_Texto de origen:_
+ + + + + + +

Un empleado de la oficina de Ian Martin, el representante del Nepal en la ONU, que ha hecho de mediador para el alto el fuego, asociaba el espectacular avance maoísta en los últimos cuatro años, al desprecio que la élite nepalí tiene de su población. «No podían entender –decía– que la gente de las castas 'corrientes' pudieran generar un movimiento capaz de derribarlos.» Era lo mismo que había sucedido en China, con los asesores de Harward y con el presidente Mao y su Ejército de campesinos pobres e iletrados que se habían propuesto regenerar el país. Sin herramientas conceptuales para explicar un revolución popular, los brahmanes, cehtris... las castas hinduistas que siempre han tenido el poder y los privilegios, se pintaron su propia fantasía de lo que estaba pasando y cuando quisieron reaccionar era ya tarde: los maoístas controlaban la zona rural y empezaban a bajar a las ciudades.

Nepal, casi 28 millones de habitantes, es uno de los países más pobres del mundo. Un país cuyos campesinos viven aplastados por el medioevo: hay pueblos a los que sólo se llega caminando por sendas que suben y bajan los valles de la vertiente sur del Himalaya. A otros, no lejos de la capital, sólo se accede por pistas. Muchos no tienen electricidad y el hospital más cercano está a tres horas. El 40% de la población es analfabeta y pobre. Las mujeres cargan lo que en otros lugares del Tercer Mundo cargan los burros. Según la tradición budista, no heredan. Paren en chozas, a un lado de la casa. Donde paren permanecen aisladas durante diez días. La servidumbre fue abolida hace apenas cuatro años, pero los campesinos pagan onerosas rentas por cultivar la tierra de los latifundistas. Los ingresos «per cápita» son de 240 dólares al año, pero el 10% de la población posee el 65% de la tierra cultivable. Mucha gente, para sobrevivir, trafica con sus hijas para los burdeles de la India. Es contra de estas y otras condiciones miserables que la guerra popular empezó. Los jóvenes se alzaron en los pueblos y las montañas para poner final a la pobreza, a los usureros, a los violadores, y a las humillaciones de las castas altas. Se hicieron militantes a tiempo completo. Hombres y mujeres, en condiciones de igualdad, vestidos de civil, organizaron patrullas armadas, y expulsaron de los pueblos a los policías y funcionarios de la monarquía. Construyeron comités populares, milicias, tribunales del pueblo, en cada comunidad que liberaban. Abrieron espacios para dar poder a las mujeres. Levantaron sus derechos. Castigaron a los violadores. Abolieron las castas. Abandonaron las deudas de los campesinos. La gente comenzó a aceptar las instituciones que crearon porque estaban hartos de la corrupción de los tribunales y la policía de la monarquía, que siempre actuaban contra ellos, en beneficio de los brahmanes u otras castas altas.

+ + + + + + +

_Objetivo del ejercicio:_
Sustituye "élite" por "oligarquía" y copia el texto sobre Nepal desde "Un empleado de" hasta "a las ciudades.". Trabaja únicamente con el texto sobre Nepal.

+ + + + + + +

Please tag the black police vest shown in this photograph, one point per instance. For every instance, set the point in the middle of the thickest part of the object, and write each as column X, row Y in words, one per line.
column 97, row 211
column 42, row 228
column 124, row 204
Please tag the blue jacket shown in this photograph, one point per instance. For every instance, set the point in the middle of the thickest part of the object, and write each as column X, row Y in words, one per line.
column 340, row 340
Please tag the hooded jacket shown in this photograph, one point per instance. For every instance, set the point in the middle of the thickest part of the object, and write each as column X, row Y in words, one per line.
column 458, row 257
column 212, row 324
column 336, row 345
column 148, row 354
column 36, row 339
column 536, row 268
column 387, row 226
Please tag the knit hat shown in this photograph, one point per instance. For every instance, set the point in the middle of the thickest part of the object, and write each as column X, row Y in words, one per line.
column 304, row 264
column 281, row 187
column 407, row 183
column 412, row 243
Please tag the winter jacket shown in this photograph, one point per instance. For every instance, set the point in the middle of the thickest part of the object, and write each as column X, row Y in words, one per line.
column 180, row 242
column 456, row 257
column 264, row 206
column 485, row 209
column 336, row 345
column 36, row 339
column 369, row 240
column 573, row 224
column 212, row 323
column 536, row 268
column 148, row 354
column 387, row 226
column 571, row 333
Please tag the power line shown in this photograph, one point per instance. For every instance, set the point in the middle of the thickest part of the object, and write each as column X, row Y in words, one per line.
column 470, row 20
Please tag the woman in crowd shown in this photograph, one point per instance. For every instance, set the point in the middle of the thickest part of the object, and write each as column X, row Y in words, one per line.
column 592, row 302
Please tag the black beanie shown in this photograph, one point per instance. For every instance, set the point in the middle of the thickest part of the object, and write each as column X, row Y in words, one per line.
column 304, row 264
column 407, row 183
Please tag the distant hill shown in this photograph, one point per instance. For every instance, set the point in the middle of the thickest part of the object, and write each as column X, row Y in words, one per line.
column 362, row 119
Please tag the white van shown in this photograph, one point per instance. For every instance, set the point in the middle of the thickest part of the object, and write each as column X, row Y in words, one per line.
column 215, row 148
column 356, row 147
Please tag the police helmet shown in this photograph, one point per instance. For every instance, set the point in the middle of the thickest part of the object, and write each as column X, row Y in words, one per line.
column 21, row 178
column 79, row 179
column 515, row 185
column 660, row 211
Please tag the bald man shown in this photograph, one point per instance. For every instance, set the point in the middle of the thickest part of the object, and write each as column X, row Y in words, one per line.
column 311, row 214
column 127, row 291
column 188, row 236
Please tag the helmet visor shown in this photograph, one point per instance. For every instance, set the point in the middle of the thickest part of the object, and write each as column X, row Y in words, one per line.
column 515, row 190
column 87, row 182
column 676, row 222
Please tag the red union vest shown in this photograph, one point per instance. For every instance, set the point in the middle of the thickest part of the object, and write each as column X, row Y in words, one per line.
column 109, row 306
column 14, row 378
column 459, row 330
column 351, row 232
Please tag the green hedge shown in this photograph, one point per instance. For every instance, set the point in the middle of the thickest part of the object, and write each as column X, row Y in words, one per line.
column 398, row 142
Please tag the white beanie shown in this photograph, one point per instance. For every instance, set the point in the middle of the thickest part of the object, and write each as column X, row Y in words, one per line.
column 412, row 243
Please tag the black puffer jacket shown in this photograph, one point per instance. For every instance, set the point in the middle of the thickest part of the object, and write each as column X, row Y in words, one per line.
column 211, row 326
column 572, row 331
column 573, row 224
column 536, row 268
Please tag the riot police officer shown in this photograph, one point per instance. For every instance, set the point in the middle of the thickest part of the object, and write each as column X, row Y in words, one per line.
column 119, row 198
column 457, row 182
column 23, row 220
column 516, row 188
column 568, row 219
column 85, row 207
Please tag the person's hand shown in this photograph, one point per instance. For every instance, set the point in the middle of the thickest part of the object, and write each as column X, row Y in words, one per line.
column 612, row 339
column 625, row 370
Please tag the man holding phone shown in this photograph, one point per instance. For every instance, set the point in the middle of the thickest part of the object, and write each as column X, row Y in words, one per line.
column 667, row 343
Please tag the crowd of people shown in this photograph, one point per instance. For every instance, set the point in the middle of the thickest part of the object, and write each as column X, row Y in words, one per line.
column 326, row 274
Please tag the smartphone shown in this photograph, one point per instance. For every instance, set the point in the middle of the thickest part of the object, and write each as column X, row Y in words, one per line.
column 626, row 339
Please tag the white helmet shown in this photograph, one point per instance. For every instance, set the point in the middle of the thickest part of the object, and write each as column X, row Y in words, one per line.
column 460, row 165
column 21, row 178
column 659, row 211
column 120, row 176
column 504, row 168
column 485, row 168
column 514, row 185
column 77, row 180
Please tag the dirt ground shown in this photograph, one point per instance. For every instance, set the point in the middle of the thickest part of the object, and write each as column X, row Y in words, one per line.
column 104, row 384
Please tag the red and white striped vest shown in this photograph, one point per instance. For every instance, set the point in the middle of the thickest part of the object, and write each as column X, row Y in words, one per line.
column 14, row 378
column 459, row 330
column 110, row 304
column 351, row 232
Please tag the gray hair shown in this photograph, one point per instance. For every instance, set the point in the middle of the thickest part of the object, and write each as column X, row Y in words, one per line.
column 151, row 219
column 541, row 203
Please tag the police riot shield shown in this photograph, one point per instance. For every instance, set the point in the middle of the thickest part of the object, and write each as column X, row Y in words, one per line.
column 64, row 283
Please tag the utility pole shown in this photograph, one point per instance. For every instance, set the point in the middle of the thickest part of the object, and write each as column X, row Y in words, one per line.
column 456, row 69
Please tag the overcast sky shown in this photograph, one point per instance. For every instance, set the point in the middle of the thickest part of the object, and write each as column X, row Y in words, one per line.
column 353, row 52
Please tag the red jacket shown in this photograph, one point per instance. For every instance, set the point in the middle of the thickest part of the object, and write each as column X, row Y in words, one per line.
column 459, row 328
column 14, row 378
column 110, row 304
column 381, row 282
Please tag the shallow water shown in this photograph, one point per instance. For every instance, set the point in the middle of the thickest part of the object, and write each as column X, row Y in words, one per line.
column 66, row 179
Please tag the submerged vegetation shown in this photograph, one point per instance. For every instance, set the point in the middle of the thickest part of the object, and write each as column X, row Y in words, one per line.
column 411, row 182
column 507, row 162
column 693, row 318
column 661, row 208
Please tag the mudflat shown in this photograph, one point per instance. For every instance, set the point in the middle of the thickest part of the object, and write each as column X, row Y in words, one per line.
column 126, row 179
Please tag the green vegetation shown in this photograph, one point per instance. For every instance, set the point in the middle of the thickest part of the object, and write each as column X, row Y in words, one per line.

+ + + + + + +

_Tarea resuelta:_
Un empleado de la oficina de Ian Martin, el representante del Nepal en la ONU, que ha hecho de mediador para el alto el fuego, asociaba el espectacular avance maoísta en los últimos cuatro años, al desprecio que la oligarquía nepalí tiene de su población. «No podían entender –decía– que la gente de las castas 'corrientes' pudieran generar un movimiento capaz de derribarlos.» Era lo mismo que había sucedido en China, con los asesores de Harward y con el presidente Mao y su Ejército de campesinos pobres e iletrados que se habían propuesto regenerar el país. Sin herramientas conceptuales para explicar un revolución popular, los brahmanes, cehtris... las castas hinduistas que siempre han tenido el poder y los privilegios, se pintaron su propia fantasía de lo que estaba pasando y cuando quisieron reaccionar era ya tarde: los maoístas controlaban la zona rural y empezaban a bajar a las ciudades.